Canadian troops in Groningen in April 1945 (left) and in Normandy in the summer of 1944 (right). These soldiers carry the weapons in a relaxed two-hand carry that probably naturally evolved from the Port Arms. The weapon is held horizontally at hip level. The weapon could be quickly fired from the hip, without using the sights, a practice known as snap-shooting.

British infantry in Geilenkirchen, soldier at right carries his rifle at the low port. This was one of the most commonly
seen weapons carries in contemporary training and battle photos and film footage.

From the famous photo of Major David Currie at St. Lambert sur Dives in the summer of 1944. These infantrymen of
The Argyll and Sutherland Highlanders of Canada carry the weapon at the low port. This means of carrying the weapon
was comfortable, and provided the user with the ability to quickly bring it up to either fire or use the bayonet.
Soldiers in the Second World War did NOT put the butt of the weapon into the shoulder, as is done today, unless they were delivering
aimed fire with the rifle.

The closest method of carriage to the modern ready carry is identified by the 90th Division page as the under-arm hang, where the weapon is carried in both hands, generally at hip level, with the muzzle at about 45 degrees from the horizontal. The weapon could be brought to bear quickly, but since this carry was more fatiguing than others it would have been used only when contact was imminent.

» Exercise requirements
Write out, word for word, the part of the passage on wartime rifle carries that begins with the words containing "British infantry in" and ends with "and film footage.".

Named-object pointing records
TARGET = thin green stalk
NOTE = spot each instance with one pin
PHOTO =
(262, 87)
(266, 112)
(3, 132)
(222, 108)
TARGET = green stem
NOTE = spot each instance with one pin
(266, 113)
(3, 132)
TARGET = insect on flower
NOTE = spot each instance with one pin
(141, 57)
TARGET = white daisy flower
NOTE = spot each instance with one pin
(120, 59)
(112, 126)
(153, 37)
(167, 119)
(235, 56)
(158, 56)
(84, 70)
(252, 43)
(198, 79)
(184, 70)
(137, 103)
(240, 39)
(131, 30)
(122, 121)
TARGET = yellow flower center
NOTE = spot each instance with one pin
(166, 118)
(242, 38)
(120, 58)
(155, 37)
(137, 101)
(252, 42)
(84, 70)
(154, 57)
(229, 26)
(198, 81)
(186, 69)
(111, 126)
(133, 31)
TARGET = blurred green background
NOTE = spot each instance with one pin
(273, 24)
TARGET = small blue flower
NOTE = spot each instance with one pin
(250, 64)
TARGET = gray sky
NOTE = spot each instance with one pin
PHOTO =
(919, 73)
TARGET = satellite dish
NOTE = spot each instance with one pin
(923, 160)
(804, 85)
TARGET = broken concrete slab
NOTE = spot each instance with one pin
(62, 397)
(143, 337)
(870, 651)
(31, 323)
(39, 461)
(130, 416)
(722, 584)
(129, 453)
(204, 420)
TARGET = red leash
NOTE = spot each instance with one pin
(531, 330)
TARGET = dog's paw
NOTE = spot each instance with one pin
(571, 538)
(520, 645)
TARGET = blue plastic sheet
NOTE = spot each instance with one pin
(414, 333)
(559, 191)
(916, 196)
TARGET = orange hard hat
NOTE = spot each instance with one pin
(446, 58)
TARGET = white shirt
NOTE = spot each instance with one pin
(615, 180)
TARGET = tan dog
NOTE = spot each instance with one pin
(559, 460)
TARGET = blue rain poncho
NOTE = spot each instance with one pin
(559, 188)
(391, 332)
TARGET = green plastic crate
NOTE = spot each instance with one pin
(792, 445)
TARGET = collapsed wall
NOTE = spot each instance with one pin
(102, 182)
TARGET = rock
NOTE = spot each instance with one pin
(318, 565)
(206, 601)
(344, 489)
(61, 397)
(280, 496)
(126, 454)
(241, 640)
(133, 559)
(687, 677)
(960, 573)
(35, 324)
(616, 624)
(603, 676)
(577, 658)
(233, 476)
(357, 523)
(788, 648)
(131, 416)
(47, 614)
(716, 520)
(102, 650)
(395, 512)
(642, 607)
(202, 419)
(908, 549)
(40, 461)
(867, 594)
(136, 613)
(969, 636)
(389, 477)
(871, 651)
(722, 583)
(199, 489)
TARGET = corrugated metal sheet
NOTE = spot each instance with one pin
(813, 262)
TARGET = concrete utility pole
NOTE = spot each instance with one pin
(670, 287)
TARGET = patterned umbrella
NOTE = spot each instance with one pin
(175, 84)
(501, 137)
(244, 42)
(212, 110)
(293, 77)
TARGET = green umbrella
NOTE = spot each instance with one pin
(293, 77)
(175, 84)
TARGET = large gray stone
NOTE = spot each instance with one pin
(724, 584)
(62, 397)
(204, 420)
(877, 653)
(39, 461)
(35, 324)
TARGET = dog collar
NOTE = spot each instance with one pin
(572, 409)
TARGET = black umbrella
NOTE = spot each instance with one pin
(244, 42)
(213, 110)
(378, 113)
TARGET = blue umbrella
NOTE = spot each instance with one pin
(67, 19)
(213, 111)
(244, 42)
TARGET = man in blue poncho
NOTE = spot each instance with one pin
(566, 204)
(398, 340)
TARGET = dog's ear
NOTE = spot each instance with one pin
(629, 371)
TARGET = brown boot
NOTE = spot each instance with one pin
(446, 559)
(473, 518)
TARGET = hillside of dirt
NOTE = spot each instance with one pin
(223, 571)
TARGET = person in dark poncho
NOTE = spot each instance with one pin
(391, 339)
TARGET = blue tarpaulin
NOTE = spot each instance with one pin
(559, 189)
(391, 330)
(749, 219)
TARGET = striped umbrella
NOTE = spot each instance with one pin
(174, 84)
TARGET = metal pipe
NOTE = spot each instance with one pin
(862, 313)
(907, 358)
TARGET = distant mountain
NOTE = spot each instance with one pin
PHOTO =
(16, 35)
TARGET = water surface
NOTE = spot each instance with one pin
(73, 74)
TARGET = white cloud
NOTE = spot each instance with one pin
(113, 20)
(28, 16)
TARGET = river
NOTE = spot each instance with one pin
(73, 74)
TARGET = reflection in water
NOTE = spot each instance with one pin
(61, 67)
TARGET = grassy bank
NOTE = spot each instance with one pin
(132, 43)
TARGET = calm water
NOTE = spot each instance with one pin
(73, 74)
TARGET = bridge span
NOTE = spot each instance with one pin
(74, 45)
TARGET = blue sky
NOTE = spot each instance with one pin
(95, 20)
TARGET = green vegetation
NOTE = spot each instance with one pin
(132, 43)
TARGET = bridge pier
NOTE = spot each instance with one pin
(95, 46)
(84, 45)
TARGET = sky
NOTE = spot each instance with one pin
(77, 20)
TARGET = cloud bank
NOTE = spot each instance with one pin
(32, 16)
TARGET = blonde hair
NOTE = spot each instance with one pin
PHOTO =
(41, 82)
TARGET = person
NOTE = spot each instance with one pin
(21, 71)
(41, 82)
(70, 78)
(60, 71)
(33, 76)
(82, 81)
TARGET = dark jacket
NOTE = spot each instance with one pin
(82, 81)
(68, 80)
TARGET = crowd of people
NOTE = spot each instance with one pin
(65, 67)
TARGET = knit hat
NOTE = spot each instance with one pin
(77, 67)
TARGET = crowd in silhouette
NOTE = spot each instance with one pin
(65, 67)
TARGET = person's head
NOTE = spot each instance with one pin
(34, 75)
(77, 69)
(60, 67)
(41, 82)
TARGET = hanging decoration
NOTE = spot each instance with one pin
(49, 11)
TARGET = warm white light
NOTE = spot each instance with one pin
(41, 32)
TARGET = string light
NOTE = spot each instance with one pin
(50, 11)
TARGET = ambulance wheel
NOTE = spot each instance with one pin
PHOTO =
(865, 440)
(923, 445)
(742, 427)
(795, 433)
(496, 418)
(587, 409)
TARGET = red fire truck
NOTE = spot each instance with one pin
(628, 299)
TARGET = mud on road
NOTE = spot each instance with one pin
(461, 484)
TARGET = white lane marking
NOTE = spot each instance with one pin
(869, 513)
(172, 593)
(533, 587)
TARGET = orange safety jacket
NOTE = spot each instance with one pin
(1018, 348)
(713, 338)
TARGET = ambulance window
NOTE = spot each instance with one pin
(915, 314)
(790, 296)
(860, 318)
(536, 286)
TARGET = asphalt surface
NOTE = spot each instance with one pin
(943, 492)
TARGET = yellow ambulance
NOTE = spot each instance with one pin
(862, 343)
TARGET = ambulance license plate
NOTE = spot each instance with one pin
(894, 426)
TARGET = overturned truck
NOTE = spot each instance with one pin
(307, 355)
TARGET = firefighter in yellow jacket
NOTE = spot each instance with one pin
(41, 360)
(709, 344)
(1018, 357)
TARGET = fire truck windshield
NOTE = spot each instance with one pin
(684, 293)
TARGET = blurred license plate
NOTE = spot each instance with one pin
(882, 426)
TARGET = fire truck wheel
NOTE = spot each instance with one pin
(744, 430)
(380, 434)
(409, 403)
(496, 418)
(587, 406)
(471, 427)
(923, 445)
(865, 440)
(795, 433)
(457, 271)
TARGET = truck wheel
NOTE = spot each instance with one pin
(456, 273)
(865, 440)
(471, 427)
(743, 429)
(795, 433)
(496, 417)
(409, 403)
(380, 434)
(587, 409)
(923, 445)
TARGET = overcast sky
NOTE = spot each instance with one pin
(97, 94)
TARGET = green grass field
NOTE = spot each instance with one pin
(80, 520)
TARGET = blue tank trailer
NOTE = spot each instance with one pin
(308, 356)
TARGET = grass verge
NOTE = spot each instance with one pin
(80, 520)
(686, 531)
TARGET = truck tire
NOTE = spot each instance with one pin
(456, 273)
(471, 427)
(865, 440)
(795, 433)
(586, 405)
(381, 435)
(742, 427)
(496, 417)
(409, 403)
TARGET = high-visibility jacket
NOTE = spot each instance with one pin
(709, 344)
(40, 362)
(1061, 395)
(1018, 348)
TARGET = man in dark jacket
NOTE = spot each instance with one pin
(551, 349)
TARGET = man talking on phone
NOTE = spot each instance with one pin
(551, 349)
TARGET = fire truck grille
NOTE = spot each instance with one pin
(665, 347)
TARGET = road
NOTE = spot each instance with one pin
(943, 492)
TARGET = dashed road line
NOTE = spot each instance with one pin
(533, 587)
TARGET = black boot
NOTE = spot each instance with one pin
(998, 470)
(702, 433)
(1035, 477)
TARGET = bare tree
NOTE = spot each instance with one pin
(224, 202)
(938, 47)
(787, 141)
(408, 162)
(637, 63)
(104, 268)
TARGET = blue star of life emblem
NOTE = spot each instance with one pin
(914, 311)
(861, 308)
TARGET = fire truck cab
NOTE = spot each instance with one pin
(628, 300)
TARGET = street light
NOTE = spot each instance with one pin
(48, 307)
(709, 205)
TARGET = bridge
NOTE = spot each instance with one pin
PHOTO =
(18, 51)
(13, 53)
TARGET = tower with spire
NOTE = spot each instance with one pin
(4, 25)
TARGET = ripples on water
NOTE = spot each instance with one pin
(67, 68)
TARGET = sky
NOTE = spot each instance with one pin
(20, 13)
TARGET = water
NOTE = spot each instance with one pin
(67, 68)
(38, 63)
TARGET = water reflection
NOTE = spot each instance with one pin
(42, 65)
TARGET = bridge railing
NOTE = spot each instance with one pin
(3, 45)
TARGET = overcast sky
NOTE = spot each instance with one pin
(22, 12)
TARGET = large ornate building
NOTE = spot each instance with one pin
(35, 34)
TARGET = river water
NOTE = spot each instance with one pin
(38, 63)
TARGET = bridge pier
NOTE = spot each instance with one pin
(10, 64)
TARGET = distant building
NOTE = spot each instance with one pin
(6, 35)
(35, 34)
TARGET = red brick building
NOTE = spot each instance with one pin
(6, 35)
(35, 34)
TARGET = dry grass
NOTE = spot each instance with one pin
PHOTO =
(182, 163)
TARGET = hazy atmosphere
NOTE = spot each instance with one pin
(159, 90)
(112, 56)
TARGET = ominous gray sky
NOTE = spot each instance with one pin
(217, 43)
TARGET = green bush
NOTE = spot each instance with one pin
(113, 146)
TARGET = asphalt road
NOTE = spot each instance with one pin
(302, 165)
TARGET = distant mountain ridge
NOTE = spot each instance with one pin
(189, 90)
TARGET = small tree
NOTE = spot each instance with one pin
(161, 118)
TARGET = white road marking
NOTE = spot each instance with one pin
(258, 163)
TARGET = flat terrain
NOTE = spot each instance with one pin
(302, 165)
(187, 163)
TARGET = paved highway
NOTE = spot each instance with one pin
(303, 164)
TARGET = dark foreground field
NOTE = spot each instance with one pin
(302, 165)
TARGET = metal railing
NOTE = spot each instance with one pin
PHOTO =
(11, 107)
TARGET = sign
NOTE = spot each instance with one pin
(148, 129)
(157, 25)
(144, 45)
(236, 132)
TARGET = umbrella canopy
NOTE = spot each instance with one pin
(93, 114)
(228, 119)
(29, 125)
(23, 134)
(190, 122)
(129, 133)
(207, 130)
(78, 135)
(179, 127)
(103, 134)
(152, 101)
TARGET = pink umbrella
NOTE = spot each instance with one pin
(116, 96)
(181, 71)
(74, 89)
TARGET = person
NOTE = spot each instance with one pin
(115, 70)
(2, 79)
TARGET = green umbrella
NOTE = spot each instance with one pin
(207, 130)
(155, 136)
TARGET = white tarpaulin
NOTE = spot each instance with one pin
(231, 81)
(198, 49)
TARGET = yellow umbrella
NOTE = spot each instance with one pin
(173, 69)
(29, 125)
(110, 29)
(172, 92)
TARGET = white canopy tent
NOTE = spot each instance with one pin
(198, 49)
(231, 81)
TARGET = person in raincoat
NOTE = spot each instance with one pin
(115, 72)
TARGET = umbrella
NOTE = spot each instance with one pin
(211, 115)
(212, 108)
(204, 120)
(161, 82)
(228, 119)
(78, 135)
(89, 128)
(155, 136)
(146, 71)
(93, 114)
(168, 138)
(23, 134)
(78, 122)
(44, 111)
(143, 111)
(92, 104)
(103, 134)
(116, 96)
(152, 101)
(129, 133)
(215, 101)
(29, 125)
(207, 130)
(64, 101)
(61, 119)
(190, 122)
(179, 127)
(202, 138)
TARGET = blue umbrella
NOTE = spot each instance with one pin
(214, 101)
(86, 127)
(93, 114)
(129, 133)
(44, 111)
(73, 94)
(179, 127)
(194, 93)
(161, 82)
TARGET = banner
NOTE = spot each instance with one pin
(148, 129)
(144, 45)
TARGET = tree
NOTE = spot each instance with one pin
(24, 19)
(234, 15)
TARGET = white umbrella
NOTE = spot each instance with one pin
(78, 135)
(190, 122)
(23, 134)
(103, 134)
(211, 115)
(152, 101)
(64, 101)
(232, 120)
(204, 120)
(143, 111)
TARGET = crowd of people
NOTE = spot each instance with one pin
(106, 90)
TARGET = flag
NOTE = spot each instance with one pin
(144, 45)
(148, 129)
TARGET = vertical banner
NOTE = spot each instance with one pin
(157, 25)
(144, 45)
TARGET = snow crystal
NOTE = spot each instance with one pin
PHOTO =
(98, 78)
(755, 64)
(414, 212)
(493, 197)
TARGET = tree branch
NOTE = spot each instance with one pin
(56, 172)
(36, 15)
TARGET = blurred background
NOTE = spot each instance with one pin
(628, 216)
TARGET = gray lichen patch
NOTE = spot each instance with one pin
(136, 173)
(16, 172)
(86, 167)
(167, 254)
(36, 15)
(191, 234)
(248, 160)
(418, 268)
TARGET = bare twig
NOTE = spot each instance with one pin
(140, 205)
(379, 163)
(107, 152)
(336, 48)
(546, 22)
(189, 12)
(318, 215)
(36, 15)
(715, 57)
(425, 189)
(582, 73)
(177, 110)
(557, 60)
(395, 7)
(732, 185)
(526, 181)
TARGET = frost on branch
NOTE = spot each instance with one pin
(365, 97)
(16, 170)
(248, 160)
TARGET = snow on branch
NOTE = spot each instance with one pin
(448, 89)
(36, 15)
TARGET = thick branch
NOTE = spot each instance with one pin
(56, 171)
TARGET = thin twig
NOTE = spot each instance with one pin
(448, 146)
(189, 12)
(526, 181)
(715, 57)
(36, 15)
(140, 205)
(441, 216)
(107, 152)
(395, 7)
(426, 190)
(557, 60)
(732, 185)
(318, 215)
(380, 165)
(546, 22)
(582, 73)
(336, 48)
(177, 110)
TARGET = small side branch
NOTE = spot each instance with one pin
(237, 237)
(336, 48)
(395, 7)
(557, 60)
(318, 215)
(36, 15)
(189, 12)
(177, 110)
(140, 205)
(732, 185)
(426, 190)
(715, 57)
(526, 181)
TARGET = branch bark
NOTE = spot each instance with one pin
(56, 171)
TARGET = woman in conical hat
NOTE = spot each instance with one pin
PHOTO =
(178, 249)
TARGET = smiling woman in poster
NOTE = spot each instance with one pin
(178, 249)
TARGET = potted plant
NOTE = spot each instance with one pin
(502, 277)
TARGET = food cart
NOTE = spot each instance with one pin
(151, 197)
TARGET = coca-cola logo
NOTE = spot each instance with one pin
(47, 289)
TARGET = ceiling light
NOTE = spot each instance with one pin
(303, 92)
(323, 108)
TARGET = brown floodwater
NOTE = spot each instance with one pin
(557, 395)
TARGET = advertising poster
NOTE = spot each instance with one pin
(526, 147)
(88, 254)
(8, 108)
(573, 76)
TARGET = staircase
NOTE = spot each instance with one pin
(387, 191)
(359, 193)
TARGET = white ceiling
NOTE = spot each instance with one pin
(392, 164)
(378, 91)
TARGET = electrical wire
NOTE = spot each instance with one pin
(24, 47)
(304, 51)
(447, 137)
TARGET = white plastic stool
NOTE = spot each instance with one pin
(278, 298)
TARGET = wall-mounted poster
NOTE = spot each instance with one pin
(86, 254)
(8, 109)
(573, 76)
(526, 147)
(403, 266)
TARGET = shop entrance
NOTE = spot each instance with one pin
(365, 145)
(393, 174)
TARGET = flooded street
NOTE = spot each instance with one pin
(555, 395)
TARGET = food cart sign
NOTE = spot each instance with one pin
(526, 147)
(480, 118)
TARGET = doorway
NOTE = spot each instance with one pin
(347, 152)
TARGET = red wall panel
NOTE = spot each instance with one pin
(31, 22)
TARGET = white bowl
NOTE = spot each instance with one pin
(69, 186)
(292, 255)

» Answer for this exercise
British infantry in Geilenkirchen, soldier at right carries his rifle at the low port. This was one of the most commonly
seen weapons carries in contemporary training and battle photos and film footage.